- **Things to do**
1. In the Isolation Forest passage, swap "subsample" for "data sample" in the stretch from "There are also" through "random seed (random_state).", and write out that stretch.
2. List each optional Isolation Forest parameter that the Isolation Forest passage names in code form, such as inside parentheses.

There are also other optional parameters that can be used to fine-tune the performance of the Isolation Forest algorithm, such as the subsample
size (max_samples), the contamination parameter (contamination), and the random seed (random_state).

max_samples: This parameter controls the size of the subsample used to build each tree. A smaller subsample can speed up the computation, but 
it can also decrease the effectiveness of the anomaly detection.

contamination: This parameter controls the expected proportion of anomalies in the data. It is used to compute the decision threshold for
classifying data points as anomalies or non-anomalies. If the contamination parameter is not specified, a default value of 0.1 is used.

random_state: This parameter sets the random seed for the Isolation Forest algorithm. It is used to ensure reproducibility of the results.

In [None]:
If a data point has only 2 neighbours of the same class within a radius of 0.5, what is its anomaly score using KNN with K=10?

In [None]:
To compute the anomaly score of a data point using the KNN algorithm, we need to find its K nearest neighbors and compute the average distance
to those neighbors. The anomaly score is then defined as the inverse of this average distance.

In this case, the data point has only 2 neighbors of the same class within a radius of 0.5, which means that it does not have enough neighbors 
to compute an anomaly score using the KNN algorithm with K=10.

In [None]:
Using the Isolation Forest algorithm with 100 trees and a dataset of 3000 data points, what is the anomaly score for a data point that has an average path length of 5.0 compared to the average path length of the trees?

In [None]:
In the Isolation Forest algorithm, the anomaly score of a data point is computed as the average path length of the data point in the isolation
trees normalized by the expected average path length of a randomly generated data point in the same dataset. The expected average path length 
is given by a formula that depends on the number of data points in the dataset, which is 3000 in this case.

- **Collected data**
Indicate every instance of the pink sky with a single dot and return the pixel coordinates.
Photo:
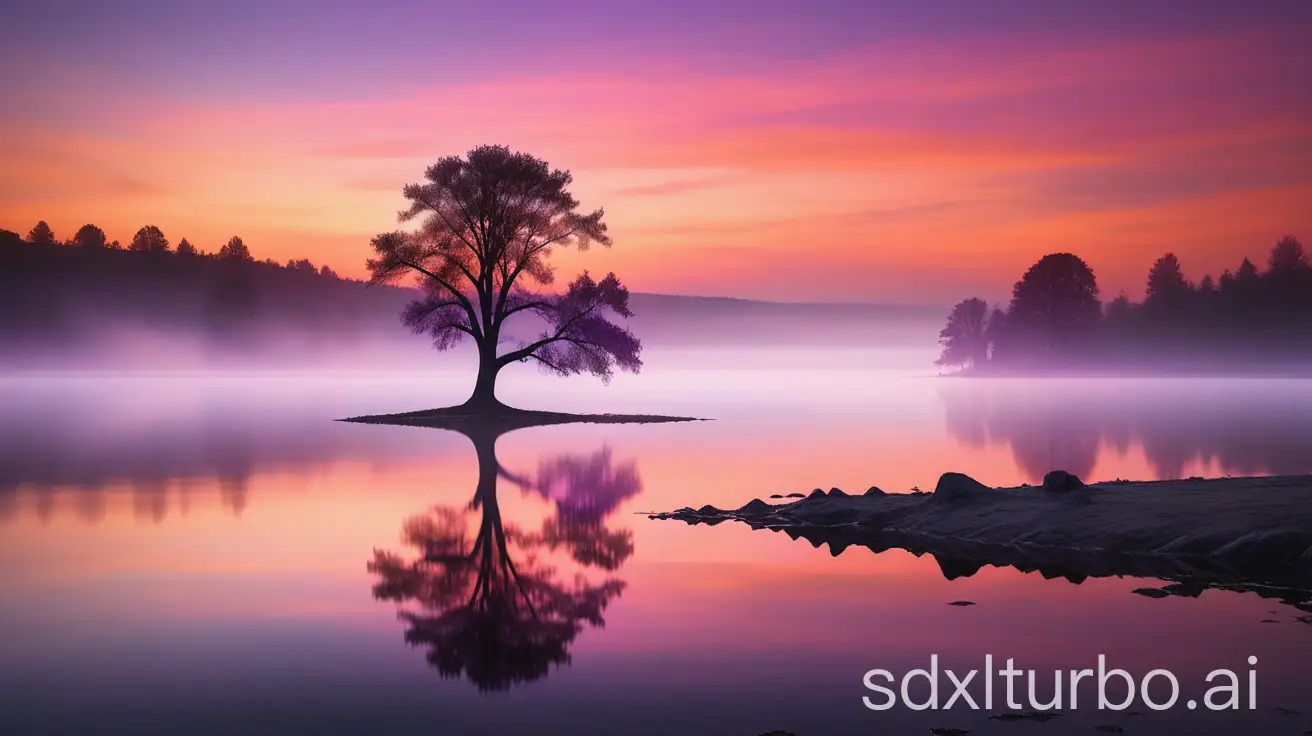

- **Task-by-task answers**
1.
There are also other optional parameters that can be used to fine-tune the performance of the Isolation Forest algorithm, such as the data sample
size (max_samples), the contamination parameter (contamination), and the random seed (random_state).

2. max_samples, contamination, random_state